*** Data records Section Begins ***
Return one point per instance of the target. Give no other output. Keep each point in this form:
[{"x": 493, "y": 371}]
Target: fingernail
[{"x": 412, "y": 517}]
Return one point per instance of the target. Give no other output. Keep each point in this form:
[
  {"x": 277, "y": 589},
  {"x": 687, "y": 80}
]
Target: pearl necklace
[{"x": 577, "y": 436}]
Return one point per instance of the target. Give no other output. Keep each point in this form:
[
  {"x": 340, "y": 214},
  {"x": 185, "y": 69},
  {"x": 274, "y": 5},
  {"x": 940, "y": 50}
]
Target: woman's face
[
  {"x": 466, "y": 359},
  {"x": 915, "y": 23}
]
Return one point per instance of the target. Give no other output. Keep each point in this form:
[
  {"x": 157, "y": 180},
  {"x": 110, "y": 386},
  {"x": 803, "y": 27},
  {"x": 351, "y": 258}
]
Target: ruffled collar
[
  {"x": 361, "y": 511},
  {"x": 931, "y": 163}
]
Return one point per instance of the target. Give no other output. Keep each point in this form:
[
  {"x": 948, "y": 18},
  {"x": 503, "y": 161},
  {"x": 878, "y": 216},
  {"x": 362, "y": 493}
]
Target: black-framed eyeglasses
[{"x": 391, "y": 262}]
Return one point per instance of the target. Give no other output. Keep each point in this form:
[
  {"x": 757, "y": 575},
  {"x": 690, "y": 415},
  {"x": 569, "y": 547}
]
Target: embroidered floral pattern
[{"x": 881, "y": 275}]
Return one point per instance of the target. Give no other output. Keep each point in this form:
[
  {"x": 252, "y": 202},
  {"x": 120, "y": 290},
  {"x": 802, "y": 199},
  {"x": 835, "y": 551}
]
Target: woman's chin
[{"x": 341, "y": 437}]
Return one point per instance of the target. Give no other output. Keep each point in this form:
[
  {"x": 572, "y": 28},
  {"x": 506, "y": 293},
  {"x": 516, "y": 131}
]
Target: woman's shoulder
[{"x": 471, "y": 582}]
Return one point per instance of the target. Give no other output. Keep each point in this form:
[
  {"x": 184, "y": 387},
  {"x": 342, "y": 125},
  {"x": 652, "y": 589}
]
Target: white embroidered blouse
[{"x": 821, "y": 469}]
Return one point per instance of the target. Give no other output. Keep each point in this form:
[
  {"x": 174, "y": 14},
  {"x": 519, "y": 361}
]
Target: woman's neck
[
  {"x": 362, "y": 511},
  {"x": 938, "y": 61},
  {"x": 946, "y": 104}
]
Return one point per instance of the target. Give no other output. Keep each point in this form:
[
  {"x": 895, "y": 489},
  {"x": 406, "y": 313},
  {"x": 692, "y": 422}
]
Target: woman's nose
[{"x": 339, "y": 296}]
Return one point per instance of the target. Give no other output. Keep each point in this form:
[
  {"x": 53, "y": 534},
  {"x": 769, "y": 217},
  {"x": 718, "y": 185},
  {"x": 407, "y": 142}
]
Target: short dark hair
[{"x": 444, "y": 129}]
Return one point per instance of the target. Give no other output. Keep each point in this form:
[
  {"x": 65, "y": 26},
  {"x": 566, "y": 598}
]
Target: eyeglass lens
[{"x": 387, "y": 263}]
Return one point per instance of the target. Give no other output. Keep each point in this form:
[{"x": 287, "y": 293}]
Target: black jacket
*** Data records Section Ends ***
- Your objective -
Transcribe the entire listing without a single omission.

- Solution -
Return one point per instance of the target. Give no other output. Keep each point in this form:
[{"x": 493, "y": 371}]
Target: fingernail
[{"x": 412, "y": 517}]
Return one point per instance of the target. Give no other output. Keep each point in this form:
[
  {"x": 277, "y": 589},
  {"x": 687, "y": 80}
]
Target: pearl necklace
[{"x": 577, "y": 436}]
Return one point per instance of the target. Give no other output. Keep each point in this form:
[
  {"x": 340, "y": 214},
  {"x": 185, "y": 69},
  {"x": 274, "y": 5},
  {"x": 940, "y": 50}
]
Target: woman's face
[
  {"x": 466, "y": 359},
  {"x": 915, "y": 23}
]
Return one point per instance of the target. Give no other output. Keep each point in this form:
[
  {"x": 157, "y": 180},
  {"x": 110, "y": 386},
  {"x": 803, "y": 27},
  {"x": 351, "y": 258}
]
Target: ruffled collar
[
  {"x": 361, "y": 511},
  {"x": 931, "y": 163}
]
Return one point per instance of the target. Give no other output. Keep each point in this form:
[
  {"x": 948, "y": 18},
  {"x": 503, "y": 161},
  {"x": 878, "y": 216},
  {"x": 362, "y": 493}
]
Target: black-framed eyeglasses
[{"x": 391, "y": 262}]
Return one point per instance of the target. Give no other output. Keep each point in this form:
[
  {"x": 757, "y": 575},
  {"x": 690, "y": 415},
  {"x": 569, "y": 547}
]
Target: embroidered floral pattern
[{"x": 881, "y": 275}]
Return one point per instance of the target. Give no other output. Keep each point in this form:
[
  {"x": 252, "y": 202},
  {"x": 120, "y": 290},
  {"x": 802, "y": 199},
  {"x": 835, "y": 551}
]
Target: woman's chin
[{"x": 341, "y": 437}]
Return one point per instance of the target. Give no other output. Keep each point in this form:
[
  {"x": 572, "y": 28},
  {"x": 506, "y": 293},
  {"x": 516, "y": 131}
]
Target: woman's shoulder
[{"x": 471, "y": 582}]
Return one point per instance of the target. Give no other output. Keep each point in this form:
[
  {"x": 184, "y": 387},
  {"x": 342, "y": 125},
  {"x": 652, "y": 589}
]
Target: white embroidered blouse
[{"x": 821, "y": 469}]
Return one point per instance of the target. Give no other output. Keep each point in this form:
[
  {"x": 174, "y": 14},
  {"x": 519, "y": 361}
]
Target: woman's neck
[
  {"x": 362, "y": 511},
  {"x": 938, "y": 61},
  {"x": 946, "y": 104}
]
Return one point per instance of the target. Give no other output. Keep each point in this form:
[
  {"x": 895, "y": 489},
  {"x": 406, "y": 313},
  {"x": 692, "y": 422}
]
Target: woman's nose
[{"x": 339, "y": 296}]
Return one point per instance of the target. Give no other output. Keep each point in this form:
[
  {"x": 53, "y": 534},
  {"x": 769, "y": 217},
  {"x": 718, "y": 185},
  {"x": 407, "y": 142}
]
Target: short dark hair
[{"x": 444, "y": 129}]
Return one point per instance of the target. Give no other output. Keep each point in this form:
[
  {"x": 65, "y": 26},
  {"x": 566, "y": 598}
]
Target: eyeglass lens
[{"x": 387, "y": 263}]
Return one point per instance of the target. Give no other output. Keep each point in this form:
[{"x": 287, "y": 293}]
Target: black jacket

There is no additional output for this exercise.